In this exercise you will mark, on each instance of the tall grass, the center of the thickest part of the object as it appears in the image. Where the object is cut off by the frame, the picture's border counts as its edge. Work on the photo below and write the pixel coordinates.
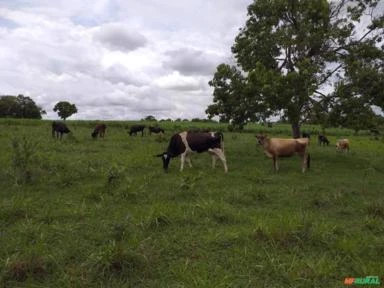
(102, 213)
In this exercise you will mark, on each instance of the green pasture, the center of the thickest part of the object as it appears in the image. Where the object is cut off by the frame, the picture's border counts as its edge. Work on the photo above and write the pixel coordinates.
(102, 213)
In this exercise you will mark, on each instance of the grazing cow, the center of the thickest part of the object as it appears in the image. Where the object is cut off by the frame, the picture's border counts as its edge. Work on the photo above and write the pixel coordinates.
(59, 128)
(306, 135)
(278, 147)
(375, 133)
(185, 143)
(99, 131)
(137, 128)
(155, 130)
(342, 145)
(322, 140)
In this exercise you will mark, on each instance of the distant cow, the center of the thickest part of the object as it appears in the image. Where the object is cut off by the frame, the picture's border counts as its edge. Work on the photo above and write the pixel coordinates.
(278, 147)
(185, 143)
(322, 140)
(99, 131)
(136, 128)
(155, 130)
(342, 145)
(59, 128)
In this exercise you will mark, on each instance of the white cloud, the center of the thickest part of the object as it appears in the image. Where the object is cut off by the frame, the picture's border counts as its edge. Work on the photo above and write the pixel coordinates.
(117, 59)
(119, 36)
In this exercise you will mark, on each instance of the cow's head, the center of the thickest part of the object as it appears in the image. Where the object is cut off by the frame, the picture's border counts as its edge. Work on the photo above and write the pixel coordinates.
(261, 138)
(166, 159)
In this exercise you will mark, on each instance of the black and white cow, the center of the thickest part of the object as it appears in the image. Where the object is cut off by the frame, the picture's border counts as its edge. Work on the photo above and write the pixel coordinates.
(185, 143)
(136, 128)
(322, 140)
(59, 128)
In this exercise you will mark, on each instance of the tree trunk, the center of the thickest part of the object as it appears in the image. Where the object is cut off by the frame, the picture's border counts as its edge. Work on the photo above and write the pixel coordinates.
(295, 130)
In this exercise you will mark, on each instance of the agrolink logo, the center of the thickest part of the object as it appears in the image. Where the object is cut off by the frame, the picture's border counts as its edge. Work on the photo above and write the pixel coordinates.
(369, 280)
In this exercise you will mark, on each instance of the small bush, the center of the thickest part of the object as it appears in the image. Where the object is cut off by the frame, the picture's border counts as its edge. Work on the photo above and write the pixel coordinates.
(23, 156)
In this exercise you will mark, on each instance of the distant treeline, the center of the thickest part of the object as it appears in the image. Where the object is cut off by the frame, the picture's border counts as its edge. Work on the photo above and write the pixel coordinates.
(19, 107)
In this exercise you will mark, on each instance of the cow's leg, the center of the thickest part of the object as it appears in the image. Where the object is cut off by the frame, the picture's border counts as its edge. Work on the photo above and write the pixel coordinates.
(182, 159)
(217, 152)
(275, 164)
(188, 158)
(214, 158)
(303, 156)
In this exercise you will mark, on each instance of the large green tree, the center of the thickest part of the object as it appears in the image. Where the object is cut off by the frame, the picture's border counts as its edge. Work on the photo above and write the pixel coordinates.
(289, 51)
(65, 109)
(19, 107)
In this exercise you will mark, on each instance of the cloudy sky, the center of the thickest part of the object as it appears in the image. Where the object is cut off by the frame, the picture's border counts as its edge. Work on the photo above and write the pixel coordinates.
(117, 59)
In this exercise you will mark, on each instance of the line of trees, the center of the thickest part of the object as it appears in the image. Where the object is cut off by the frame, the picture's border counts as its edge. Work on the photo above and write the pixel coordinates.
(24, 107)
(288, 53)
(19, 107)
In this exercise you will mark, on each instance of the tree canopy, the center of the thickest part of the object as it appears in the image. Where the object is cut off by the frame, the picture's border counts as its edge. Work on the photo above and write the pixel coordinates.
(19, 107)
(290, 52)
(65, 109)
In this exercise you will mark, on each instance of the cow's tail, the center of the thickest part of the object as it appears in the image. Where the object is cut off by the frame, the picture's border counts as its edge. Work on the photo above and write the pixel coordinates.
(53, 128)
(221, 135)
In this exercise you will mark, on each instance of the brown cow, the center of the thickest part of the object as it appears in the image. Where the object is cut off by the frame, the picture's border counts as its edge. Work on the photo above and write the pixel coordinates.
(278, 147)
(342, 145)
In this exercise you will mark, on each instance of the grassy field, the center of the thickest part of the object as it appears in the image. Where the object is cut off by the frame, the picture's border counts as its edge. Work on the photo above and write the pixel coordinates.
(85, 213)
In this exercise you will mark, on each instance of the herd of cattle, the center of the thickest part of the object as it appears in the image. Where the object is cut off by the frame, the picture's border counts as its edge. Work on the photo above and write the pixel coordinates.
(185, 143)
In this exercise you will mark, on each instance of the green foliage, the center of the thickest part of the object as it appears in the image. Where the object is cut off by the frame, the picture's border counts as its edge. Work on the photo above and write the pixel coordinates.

● **Written task**
Can you quote exactly the lines from the one containing "of the line" through the last line of the records above, and nothing else?

● **Task solution**
In this exercise you will mark, on each instance of the line of trees, the center of the thickest part of the object as it appears in the image. Where the object is cut off by the frame, the picture's border counts as its edge. Work on the photo above and write the pixel coordinates.
(24, 107)
(288, 53)
(19, 107)
In this exercise you will mark, on each instance of the tree canopy, the center of the thickest part of the object as it appears in the image. Where the object is cut off by the frame, the picture's border counts as its edge. Work on the photo above and write the pixel coordinates.
(19, 107)
(290, 52)
(65, 109)
In this exercise you will mark, on each instance of the cow's tail, the center of the thickest part of the object as it appears in the image. Where the object is cut off by the frame, the picture's border counts as its edge. Work on the photo above and write the pixel coordinates.
(53, 128)
(221, 135)
In this exercise you will mark, on each instance of the brown cow, the center of the thickest part of the object as it appears in the image. Where the object is cut off by the frame, the picture's border counts as its edge. Work on the photo above and write the pixel coordinates.
(278, 147)
(342, 145)
In this exercise you will mark, on each instance of the grassy field, the center of the thickest part of the object as it appears in the image. Where the object is cut off by the frame, the picture's border counts as its edge. Work on the photo above and write the pixel coordinates.
(85, 213)
In this exercise you will mark, on each instance of the herd of cattle, the center of the thickest part of the object as it appears in the image. Where the object is cut off by the frame, the picture's border counts as its edge. Work on the photo above and write the pixel coordinates.
(185, 143)
In this exercise you will mark, on each instance of the green foliage, the center of the thickest part of the object as it appears in the image. Where the object is cut off by the frame, the picture's border counts as its edge. Work on the photo above and write the pixel coordinates.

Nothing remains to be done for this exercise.